- **WHAT THIS EXERCISE ASKS**:
1) Could you set down, word for word, the part of the strontium atom photo thread that begins at the words "That little dot" and stops after the words "they went away....."?
2) Can you take the strontium atom photo thread further, picking up after its last line?
(Beginning of EXTRACT PROVIDED)
Posted on 02/17/2018 5:06:52 AM PST by Leaning Right
One of the strangest things about the gorgeous photo of an atom that has just won a British science photography prize is that you cannot take a photo of an atom. It is just impossible.
And yet, there it is, a strontium atom, like a little round dot, shining clear as day. The image is called Single Atom in an Ion Trap.
(Excerpt) Read more at nationalpost.com ...
So we are seeing the quantum energy from the atom, not the atom itself. Visualizing an atom is impossible, due to the fact that it is so tiny. In order to visualize an object, the object must be larger than wavelengths of light within the visual spectrum.
That little dot is many times larger than the atom itself. If I cared to spend some time at the task, I could figure out exactly how much larger the dot is than the atom... but it's quicker just to type out that I don't want to go to that trouble.
Art is all about marketing, just like politics. In this case, the science is impressive even as you describe it - visualizing the quantum energy from a single atom. However, to win an art prize, the photo has to be presented just right.
> So we are seeing the quantum energy from the atom, not the atom itself. <
I hate to sound like you-know-who, but I guess it all depends on your definition of “see”.
Thought I could make out electrons but cleaned my reading glasses and they went away.....
As always, the headline lies about what the article says.
Headline: “Image of a single strontium atom”
Article: “we can see the glow, without actually seeing the atom itself”
(End of EXTRACT PROVIDED)
(Beginning of PROVIDED MATERIAL)
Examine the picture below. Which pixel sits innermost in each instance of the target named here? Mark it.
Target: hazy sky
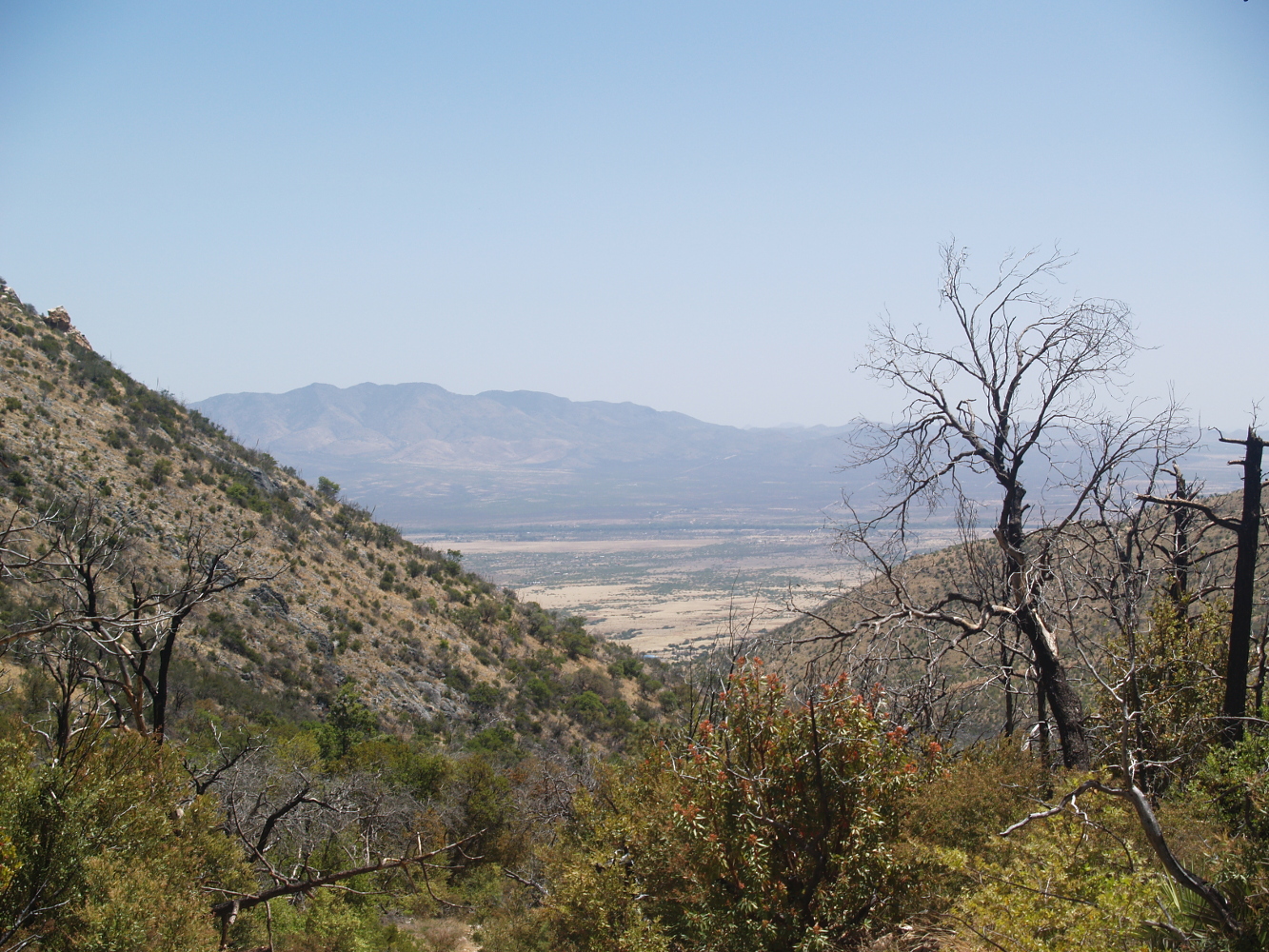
(693, 206)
(End of PROVIDED MATERIAL)
- **ANSWERS TO THE TASKS**:
1)
That little dot is many times larger than the atom itself. If I cared to spend some time at the task, I could figure out exactly how much larger the dot is than the atom... but it's quicker just to type out that I don't want to go to that trouble.
Art is all about marketing, just like politics. In this case, the science is impressive even as you describe it - visualizing the quantum energy from a single atom. However, to win an art prize, the photo has to be presented just right.
> So we are seeing the quantum energy from the atom, not the atom itself. <
I hate to sound like you-know-who, but I guess it all depends on your definition of “see”.
Thought I could make out electrons but cleaned my reading glasses and they went away.....

2)
In other words, nothing. We see the glow of atoms all the time - only it’s from billions of atoms. This claims to be from one atom.
An individual atom is much too small to be resolved by the human eye, or any camera, since it is smaller than the wavelength of the light used to photograph it.
In other words, nothing. Hype as usual.
I was thinking the same thing when noticing the metal plugs on the left and right.
LOL
Okay, let me get very technical, then.
The electrons within the atom were excited to the next highest energy state through the input of energy. Almost immediately, they jumped back down to their base energy state, giving up the excess energy as a photon packet. That photon packet zipped out and hit some sort of photographic capture medium a few centimeters away. (I do not know what kind of photographic capture medium was used, so will skip a few steps here.) Once a sufficient number of photon packets were captured in this way, an image was made by typical methods--in this case, the image is little tiny pixels shining in various colors (okay, I have no idea how a flat screen functions). The colored photon packets from the flat screen fly across about 40 centimeters (for me, anyway) and enter the eyes, where they interact with pigments in cells of the retina. This causes the optic nerve to send information to the brain, which we then interpret as vision.
There, happy now?
It’s a DOT. Big deal.
I don’t think the headline is so very wrong. After all, we don’t actually see the Sun. We see the “glow” from the Sun.
The article from the source states that the electrode tips are 2 cm apart. That is actually sufficient information to determine how much larger the dot is than the actual atom.
Yeah, I get all that, but if a tree fall in the forest when nobody’s around .......
Bill: "Are you positive?"
Ok ‘Smarter Than All the Rest of Us Guy’.
> There, happy now? <
Well, yes. And I was happy previously. I’ve taught physics at the college level, and I enjoyed your summation.
Neutron walks into a bar and asks how much for a beer. The bartender says for you, no charge.
According to the article, iIts actually an image, not a photo.
Like Obama’s official portrait.
Looks fake...
> Neutron walks into a bar and asks how much for a beer. The bartender says for you, no charge. <
LOL! I know many science jokes, but that’s a new one for me.